--- Exercise input ---

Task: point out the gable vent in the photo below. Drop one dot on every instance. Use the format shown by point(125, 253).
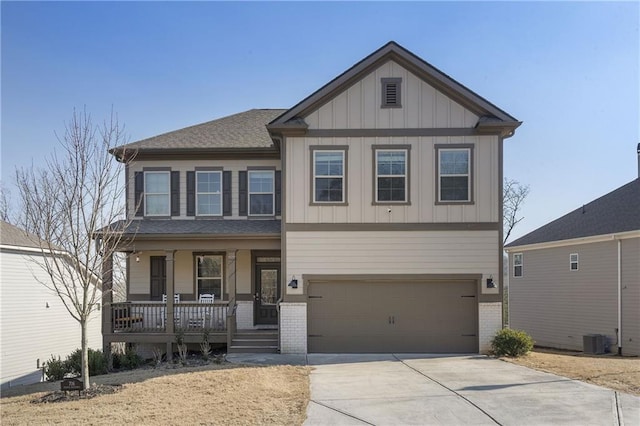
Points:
point(391, 92)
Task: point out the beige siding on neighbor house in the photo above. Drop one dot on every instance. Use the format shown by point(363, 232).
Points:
point(631, 295)
point(422, 179)
point(184, 166)
point(348, 253)
point(359, 106)
point(558, 306)
point(29, 330)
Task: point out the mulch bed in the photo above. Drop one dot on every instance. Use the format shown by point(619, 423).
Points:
point(63, 396)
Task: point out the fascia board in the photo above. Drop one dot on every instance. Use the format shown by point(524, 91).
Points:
point(574, 241)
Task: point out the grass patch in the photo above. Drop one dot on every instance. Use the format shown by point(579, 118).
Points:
point(214, 394)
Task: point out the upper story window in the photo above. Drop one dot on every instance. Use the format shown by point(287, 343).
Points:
point(391, 180)
point(454, 173)
point(573, 261)
point(329, 175)
point(208, 193)
point(518, 263)
point(261, 192)
point(157, 189)
point(209, 273)
point(391, 91)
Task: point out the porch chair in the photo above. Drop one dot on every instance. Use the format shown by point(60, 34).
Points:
point(207, 298)
point(176, 298)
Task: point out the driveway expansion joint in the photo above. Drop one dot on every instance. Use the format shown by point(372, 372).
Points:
point(449, 389)
point(344, 413)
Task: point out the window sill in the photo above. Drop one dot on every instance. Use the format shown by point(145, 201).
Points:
point(454, 203)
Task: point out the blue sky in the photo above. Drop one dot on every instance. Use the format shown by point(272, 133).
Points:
point(569, 71)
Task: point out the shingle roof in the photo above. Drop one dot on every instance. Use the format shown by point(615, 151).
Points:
point(208, 227)
point(243, 130)
point(13, 236)
point(618, 211)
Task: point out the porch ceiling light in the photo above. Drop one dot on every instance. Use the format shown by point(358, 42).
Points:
point(294, 282)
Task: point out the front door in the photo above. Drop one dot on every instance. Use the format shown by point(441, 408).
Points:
point(158, 277)
point(267, 294)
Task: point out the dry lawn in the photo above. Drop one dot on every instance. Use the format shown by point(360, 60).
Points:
point(613, 372)
point(215, 394)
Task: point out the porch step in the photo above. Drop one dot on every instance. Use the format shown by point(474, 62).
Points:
point(254, 341)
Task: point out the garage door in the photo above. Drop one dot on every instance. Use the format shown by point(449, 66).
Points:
point(366, 316)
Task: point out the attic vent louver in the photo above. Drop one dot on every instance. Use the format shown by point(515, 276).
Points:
point(391, 90)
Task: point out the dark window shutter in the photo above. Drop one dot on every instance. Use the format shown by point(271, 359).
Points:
point(139, 190)
point(191, 193)
point(242, 193)
point(226, 193)
point(175, 193)
point(278, 192)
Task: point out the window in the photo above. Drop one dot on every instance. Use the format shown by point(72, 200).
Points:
point(261, 192)
point(391, 175)
point(391, 92)
point(209, 275)
point(329, 176)
point(454, 174)
point(209, 193)
point(517, 265)
point(573, 261)
point(157, 194)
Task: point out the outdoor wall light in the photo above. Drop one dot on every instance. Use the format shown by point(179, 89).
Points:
point(490, 283)
point(294, 282)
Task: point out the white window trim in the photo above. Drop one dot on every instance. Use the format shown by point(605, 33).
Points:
point(168, 193)
point(198, 278)
point(467, 175)
point(406, 187)
point(342, 176)
point(273, 193)
point(520, 264)
point(571, 261)
point(198, 172)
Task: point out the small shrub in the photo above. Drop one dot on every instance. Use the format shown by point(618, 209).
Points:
point(511, 343)
point(128, 360)
point(97, 362)
point(55, 369)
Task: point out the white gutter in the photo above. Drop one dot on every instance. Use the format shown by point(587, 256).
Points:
point(619, 333)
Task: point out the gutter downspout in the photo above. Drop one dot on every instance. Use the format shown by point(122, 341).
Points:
point(619, 297)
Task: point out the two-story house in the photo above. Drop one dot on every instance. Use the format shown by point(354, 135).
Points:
point(366, 218)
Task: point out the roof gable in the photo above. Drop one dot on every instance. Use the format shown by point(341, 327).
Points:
point(245, 130)
point(615, 212)
point(491, 116)
point(11, 235)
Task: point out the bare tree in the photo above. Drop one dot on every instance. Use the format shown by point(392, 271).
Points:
point(75, 197)
point(514, 195)
point(5, 203)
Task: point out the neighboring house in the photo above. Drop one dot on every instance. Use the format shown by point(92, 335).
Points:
point(34, 324)
point(366, 218)
point(580, 275)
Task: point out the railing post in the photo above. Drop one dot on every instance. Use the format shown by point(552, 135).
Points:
point(231, 322)
point(107, 300)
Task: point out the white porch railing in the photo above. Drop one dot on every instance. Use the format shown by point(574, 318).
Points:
point(150, 317)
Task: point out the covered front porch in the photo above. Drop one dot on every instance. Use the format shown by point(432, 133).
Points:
point(167, 277)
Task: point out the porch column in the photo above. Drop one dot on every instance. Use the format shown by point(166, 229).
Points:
point(170, 325)
point(231, 273)
point(107, 299)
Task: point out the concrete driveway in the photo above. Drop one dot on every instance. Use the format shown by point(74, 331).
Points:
point(454, 390)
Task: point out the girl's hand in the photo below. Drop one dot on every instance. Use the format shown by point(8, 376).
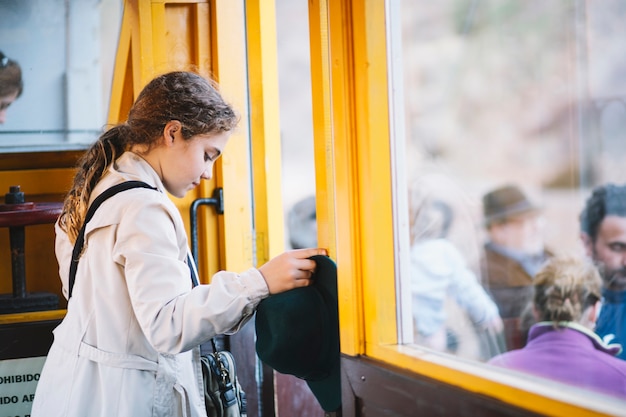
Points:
point(290, 270)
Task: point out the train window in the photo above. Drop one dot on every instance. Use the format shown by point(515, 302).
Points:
point(509, 113)
point(66, 52)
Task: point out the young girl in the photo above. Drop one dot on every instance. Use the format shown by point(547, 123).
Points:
point(129, 344)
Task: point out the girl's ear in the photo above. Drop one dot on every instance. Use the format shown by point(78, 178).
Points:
point(171, 131)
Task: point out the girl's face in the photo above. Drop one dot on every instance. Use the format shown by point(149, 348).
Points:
point(185, 162)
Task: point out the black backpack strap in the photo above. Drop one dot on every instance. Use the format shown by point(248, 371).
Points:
point(80, 239)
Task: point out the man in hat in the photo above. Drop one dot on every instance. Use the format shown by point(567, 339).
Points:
point(603, 233)
point(513, 253)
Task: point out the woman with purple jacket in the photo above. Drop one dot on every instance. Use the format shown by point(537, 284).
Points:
point(562, 345)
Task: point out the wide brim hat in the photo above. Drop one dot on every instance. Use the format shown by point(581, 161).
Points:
point(298, 334)
point(506, 202)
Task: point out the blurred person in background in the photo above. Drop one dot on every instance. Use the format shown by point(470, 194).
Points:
point(562, 344)
point(11, 85)
point(439, 273)
point(513, 254)
point(603, 233)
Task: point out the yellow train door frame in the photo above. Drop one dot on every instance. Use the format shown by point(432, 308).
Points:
point(355, 186)
point(224, 40)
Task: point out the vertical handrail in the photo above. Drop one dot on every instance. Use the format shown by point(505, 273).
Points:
point(218, 201)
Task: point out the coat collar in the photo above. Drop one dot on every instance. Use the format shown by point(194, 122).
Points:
point(544, 327)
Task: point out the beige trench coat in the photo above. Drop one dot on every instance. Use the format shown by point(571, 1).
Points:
point(128, 345)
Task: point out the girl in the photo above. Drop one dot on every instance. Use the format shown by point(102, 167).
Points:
point(129, 344)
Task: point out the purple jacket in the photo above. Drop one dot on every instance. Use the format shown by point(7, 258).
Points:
point(572, 354)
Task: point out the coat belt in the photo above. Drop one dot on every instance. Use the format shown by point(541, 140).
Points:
point(117, 360)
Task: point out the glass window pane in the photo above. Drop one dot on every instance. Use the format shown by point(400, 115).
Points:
point(511, 113)
point(66, 51)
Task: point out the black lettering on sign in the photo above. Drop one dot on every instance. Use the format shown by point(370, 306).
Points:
point(28, 398)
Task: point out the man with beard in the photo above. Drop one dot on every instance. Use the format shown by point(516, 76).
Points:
point(603, 232)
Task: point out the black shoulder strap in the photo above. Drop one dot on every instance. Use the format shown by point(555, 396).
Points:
point(80, 240)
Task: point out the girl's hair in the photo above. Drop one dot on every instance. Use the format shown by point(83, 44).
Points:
point(565, 287)
point(10, 76)
point(183, 96)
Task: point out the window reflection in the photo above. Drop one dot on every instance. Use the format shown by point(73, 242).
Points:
point(66, 51)
point(513, 113)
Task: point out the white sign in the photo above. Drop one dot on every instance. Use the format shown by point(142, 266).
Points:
point(18, 380)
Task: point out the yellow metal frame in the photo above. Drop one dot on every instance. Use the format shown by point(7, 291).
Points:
point(206, 36)
point(265, 128)
point(355, 218)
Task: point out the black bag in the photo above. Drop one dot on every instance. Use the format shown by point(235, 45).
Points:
point(223, 394)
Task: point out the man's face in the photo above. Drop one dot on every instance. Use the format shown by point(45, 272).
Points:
point(523, 233)
point(609, 251)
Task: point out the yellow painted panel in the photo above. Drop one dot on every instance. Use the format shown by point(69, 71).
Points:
point(335, 161)
point(550, 400)
point(32, 317)
point(374, 176)
point(265, 128)
point(229, 53)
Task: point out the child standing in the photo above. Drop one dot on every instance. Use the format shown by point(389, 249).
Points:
point(129, 344)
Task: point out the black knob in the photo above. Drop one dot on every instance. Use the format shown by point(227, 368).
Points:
point(14, 196)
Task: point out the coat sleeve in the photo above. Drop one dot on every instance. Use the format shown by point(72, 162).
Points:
point(173, 316)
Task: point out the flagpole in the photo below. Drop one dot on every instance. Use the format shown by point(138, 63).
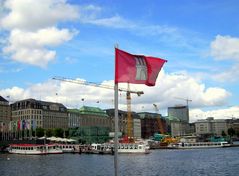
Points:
point(116, 131)
point(116, 127)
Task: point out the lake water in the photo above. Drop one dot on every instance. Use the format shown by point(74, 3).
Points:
point(194, 162)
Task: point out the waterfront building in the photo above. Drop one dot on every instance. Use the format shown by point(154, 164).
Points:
point(233, 123)
point(5, 117)
point(74, 118)
point(137, 128)
point(179, 127)
point(211, 126)
point(180, 112)
point(5, 111)
point(93, 116)
point(46, 115)
point(122, 120)
point(151, 123)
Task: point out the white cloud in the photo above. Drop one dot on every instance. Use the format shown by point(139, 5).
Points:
point(231, 74)
point(225, 113)
point(225, 48)
point(32, 29)
point(29, 47)
point(164, 94)
point(33, 15)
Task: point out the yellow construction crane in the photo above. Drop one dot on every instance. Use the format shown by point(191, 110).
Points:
point(128, 97)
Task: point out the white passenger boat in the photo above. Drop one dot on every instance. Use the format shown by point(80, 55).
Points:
point(198, 145)
point(34, 149)
point(126, 148)
point(68, 148)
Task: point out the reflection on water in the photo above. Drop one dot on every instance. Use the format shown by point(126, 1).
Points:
point(211, 162)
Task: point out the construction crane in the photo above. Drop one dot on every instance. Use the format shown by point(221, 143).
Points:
point(160, 124)
point(128, 98)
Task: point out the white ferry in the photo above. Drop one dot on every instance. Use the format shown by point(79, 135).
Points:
point(68, 148)
point(123, 148)
point(34, 149)
point(198, 145)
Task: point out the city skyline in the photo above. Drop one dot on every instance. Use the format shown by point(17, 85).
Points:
point(76, 39)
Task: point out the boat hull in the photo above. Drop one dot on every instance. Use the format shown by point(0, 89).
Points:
point(199, 145)
point(34, 149)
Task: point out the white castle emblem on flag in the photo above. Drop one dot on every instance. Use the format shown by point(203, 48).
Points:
point(141, 69)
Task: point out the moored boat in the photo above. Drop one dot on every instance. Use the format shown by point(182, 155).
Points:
point(198, 145)
point(34, 149)
point(123, 148)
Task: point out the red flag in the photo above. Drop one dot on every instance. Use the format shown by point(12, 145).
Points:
point(137, 69)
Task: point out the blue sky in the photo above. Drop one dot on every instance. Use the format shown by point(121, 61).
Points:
point(76, 39)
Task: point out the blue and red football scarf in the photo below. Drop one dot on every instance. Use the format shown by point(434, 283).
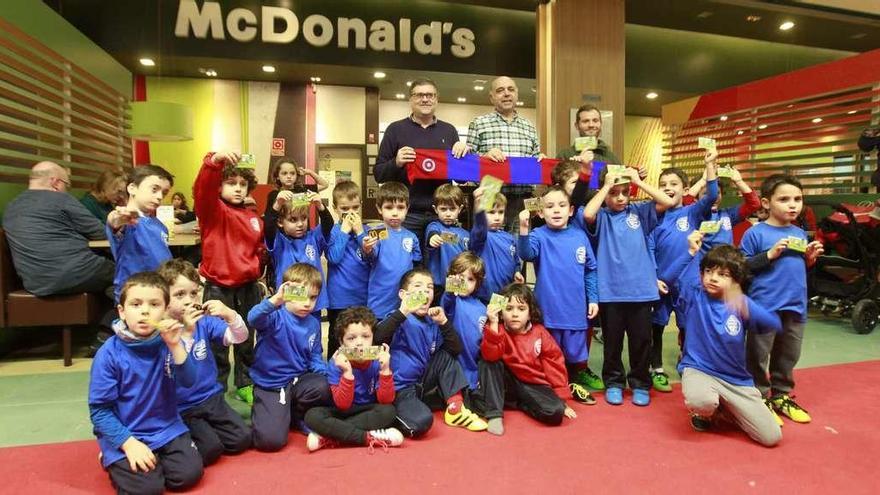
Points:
point(441, 165)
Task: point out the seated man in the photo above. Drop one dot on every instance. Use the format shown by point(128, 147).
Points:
point(48, 232)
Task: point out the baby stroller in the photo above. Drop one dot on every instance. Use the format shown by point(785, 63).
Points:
point(845, 281)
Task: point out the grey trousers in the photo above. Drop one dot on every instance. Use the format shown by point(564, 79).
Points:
point(776, 353)
point(703, 394)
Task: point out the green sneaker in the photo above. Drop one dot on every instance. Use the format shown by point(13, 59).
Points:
point(660, 381)
point(246, 394)
point(586, 378)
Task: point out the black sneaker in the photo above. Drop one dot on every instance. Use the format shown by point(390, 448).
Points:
point(701, 423)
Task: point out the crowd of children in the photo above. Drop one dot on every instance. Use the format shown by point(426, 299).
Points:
point(454, 328)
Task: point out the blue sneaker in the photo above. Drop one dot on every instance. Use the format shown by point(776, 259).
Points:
point(614, 396)
point(641, 397)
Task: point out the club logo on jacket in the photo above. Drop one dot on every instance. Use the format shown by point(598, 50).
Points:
point(682, 224)
point(732, 325)
point(200, 350)
point(632, 221)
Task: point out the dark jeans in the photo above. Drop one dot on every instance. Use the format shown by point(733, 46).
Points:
point(241, 299)
point(216, 429)
point(442, 379)
point(632, 320)
point(499, 387)
point(351, 425)
point(179, 468)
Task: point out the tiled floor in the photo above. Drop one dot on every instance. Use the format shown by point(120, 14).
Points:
point(41, 401)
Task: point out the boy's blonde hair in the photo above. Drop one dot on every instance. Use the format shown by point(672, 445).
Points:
point(468, 261)
point(177, 267)
point(302, 273)
point(449, 195)
point(346, 190)
point(392, 192)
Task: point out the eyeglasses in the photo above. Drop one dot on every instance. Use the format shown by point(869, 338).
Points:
point(420, 96)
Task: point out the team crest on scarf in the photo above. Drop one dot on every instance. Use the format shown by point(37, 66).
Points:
point(682, 224)
point(732, 326)
point(632, 221)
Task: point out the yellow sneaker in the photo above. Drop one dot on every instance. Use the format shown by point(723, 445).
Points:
point(769, 404)
point(786, 405)
point(465, 419)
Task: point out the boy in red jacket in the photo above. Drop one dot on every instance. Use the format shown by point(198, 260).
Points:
point(524, 365)
point(232, 250)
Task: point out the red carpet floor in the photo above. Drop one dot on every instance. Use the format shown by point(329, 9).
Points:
point(606, 449)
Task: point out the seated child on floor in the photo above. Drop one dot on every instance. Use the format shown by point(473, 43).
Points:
point(145, 446)
point(363, 390)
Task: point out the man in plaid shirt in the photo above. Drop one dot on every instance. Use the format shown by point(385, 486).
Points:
point(504, 133)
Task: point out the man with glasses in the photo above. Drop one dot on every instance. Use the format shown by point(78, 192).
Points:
point(48, 232)
point(421, 129)
point(504, 133)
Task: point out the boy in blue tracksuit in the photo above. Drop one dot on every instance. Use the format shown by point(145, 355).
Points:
point(392, 251)
point(214, 426)
point(715, 381)
point(296, 243)
point(348, 272)
point(627, 291)
point(780, 285)
point(666, 244)
point(145, 446)
point(138, 240)
point(566, 285)
point(495, 246)
point(424, 345)
point(289, 371)
point(444, 237)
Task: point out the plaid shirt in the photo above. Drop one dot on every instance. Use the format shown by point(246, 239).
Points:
point(515, 138)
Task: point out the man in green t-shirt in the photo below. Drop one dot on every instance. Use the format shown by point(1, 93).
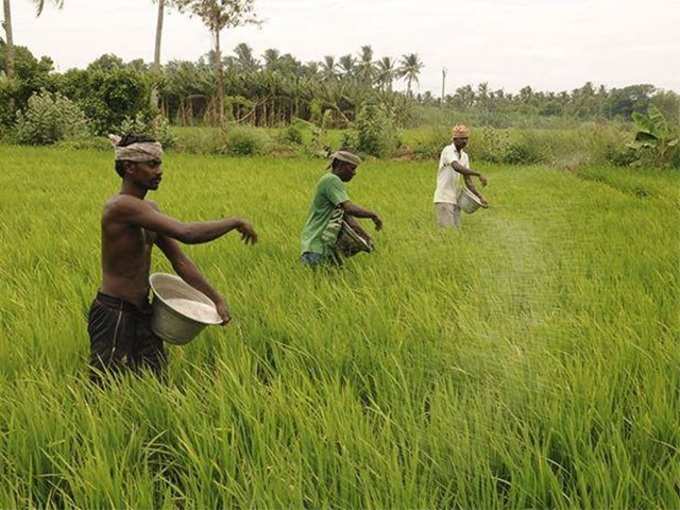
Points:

---

### Exercise instructions
Return the lines above that include the string "with".

### Response to this task
Task: point out the woman with purple jacket in the photo above. Drop one dot on every instance. Use the format shown by point(537, 284).
Task: point out the man with beard in the photo above. Drop one dot on every instance. Use the format shown by point(516, 76).
Task: point out the man with glasses in the photo above. Drop one dot on every instance. Use the format shown by point(78, 192).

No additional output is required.